• TASK REQUIREMENTS:
Whatever appears in the records apart from pictures must be reproduced exactly.

[Referring expression data]
*** Begin section ***
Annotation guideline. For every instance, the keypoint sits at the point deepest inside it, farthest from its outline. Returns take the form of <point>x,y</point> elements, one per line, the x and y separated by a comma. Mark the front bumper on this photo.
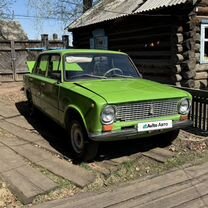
<point>133,133</point>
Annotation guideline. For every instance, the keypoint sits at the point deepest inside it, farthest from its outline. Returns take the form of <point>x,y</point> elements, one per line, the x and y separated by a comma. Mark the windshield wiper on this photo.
<point>88,75</point>
<point>121,75</point>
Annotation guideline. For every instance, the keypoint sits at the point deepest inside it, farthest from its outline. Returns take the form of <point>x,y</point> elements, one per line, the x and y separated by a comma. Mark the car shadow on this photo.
<point>57,138</point>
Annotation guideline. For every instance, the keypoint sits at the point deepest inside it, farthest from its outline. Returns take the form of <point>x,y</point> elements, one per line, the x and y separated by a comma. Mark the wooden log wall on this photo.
<point>164,48</point>
<point>146,39</point>
<point>14,54</point>
<point>200,12</point>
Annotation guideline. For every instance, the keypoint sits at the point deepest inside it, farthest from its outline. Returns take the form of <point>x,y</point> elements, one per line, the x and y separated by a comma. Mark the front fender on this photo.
<point>75,109</point>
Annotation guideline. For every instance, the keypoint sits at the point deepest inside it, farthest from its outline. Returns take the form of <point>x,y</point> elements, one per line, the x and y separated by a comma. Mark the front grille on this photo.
<point>146,110</point>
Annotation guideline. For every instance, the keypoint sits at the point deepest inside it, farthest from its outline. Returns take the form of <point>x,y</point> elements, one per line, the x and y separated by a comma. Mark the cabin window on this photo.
<point>204,44</point>
<point>99,40</point>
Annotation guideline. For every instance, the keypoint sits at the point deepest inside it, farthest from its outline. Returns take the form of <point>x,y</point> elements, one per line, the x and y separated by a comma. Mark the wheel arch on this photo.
<point>73,112</point>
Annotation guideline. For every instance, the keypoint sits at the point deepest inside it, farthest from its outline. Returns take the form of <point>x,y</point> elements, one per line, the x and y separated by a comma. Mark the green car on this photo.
<point>99,95</point>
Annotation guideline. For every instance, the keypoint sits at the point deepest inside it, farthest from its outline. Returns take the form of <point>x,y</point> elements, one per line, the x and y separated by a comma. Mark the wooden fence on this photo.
<point>199,110</point>
<point>14,54</point>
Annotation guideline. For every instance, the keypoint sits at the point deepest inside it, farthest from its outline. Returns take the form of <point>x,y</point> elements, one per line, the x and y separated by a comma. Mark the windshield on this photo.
<point>99,66</point>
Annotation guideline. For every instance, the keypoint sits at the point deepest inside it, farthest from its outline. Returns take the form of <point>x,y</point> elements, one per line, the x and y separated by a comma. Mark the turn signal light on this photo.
<point>184,117</point>
<point>107,128</point>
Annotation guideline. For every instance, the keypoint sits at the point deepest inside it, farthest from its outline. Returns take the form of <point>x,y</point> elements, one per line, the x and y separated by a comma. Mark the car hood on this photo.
<point>130,90</point>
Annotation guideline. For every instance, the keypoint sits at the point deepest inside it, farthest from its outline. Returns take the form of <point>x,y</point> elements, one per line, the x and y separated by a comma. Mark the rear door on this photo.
<point>50,87</point>
<point>37,78</point>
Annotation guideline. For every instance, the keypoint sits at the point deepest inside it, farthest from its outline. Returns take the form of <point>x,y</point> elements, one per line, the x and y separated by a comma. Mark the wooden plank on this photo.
<point>159,154</point>
<point>168,190</point>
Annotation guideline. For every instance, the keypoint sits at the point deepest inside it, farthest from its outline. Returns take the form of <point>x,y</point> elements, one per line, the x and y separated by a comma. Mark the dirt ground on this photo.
<point>190,147</point>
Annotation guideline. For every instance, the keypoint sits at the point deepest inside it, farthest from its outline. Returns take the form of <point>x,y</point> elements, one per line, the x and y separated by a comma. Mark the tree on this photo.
*** End section ***
• SOLUTION TO THIS EXERCISE:
Annotation guideline. For every instance, the keypoint sits at the point deepest inside it, farthest from its outline. Returns take the form of <point>x,y</point> elements, one per line, the x and y separated by a comma. Mark the front bumper on this photo.
<point>133,133</point>
Annotation guideline. For every instance, the keypoint sits at the point deepest inside it, farthest from its outline. Returns take the form of <point>x,y</point> elements, one per line, the x and y separated by a comma. Mark the windshield wiper on this photo.
<point>88,75</point>
<point>121,75</point>
Annotation guideline. For every instance, the keypoint sits at the point deepest inside it, farthest from its outline. Returns take the form of <point>x,y</point> elements, one per line, the x and y separated by a comma. Mark the car shadow on this photo.
<point>57,138</point>
Annotation guideline. For every instance, the keypoint sits at the point deepest inside it, farthest from its outline. Returns take the form of <point>x,y</point> elements, one per line, the x and y separated by a comma. Mark the wooden log wall on this photo.
<point>164,48</point>
<point>146,39</point>
<point>14,54</point>
<point>200,12</point>
Annotation guideline. For every instance, the keypoint sits at the point deepest inside it, farthest from its outline. Returns take the form of <point>x,y</point> elements, one per line, the x and y separated by a comma. Mark the front fender on this photo.
<point>75,109</point>
Annotation guideline. For every instance, the keypoint sits at the point deepest inside it, farthest from its outline. Returns take the form of <point>x,y</point> elements, one per line, the x and y separated by a comma. Mark the front grille on this photo.
<point>146,110</point>
Annotation guideline. For every instance, the keypoint sits at the point deepest inside it, farthest from its outline. Returns take the form of <point>x,y</point> elements, one per line, the x and y separated by a comma. Mark the cabin window on this photo.
<point>204,44</point>
<point>99,40</point>
Annotation guideline. For every instance, the keypoint sits at the point deepest inside it, farthest from its outline. Returns take the form of <point>x,y</point> elements, one per line, the x and y separated by a comma. Mark the wheel arch on this photo.
<point>73,112</point>
Annotation guideline. For every instance, the keypoint sits at the point deepest inside it, farthest from its outline. Returns take the form of <point>x,y</point> elements, one per line, the x and y separated by a comma. Mark the green car on this photo.
<point>99,95</point>
Annotation guideline. For every instance, the keypoint sits at the point deepest inside it, farthest from its outline. Returns take the form of <point>x,y</point> elements, one per line, the x and y separated by a comma. Mark the wooden fence on this photo.
<point>199,110</point>
<point>14,54</point>
Annotation guideline. For every instance, the keypoint sits at the point deepest inside it, farthest from its outline. Returns take the form of <point>x,y</point> elements, one per line, the x and y separated by a comma. Mark the windshield on this photo.
<point>99,66</point>
Annotation guideline. For every instance, the keypoint sits at the point deepest inside it, farthest from its outline. Returns take the form of <point>x,y</point> elements, one per line, the x and y separated by a comma. Mark the turn signal light on this photo.
<point>184,117</point>
<point>107,128</point>
Annotation guideline. For every instance, the keypoint sits at the point deepest inside it, farthest from its outline. Returns take the form of <point>x,y</point> elements, one per line, the x and y separated by a comma. Mark the car hood on this photo.
<point>130,90</point>
Annotation guideline. For every instance, the keypoint sits at the point deepest inside it, farthest from its outline. Returns take the form of <point>x,y</point> elements, one per line, the x and y separated by a comma. Mark the rear door on this photo.
<point>50,87</point>
<point>37,78</point>
Annotation guideline. For every instance, the keypoint sits at the point deepest inside it, farthest from its outline. Returns take the form of <point>x,y</point> elements, one per line, the x and y separated by a comma. Mark the wooden plank on this photo.
<point>159,154</point>
<point>168,190</point>
Annotation guideline. For every instance, the keypoint sits at the point deepest inside it, farthest from its outline. Returns take the form of <point>x,y</point> elements, one per line, the x and y separated by a comma. Mark the dirt ground on this photo.
<point>190,147</point>
Annotation guideline. For every instance, the keypoint sits at the point deepest inside it, farthest from its outline. Returns take the form of <point>x,y</point> elements, one per line, the x and y separated by a comma. Mark the tree on this photo.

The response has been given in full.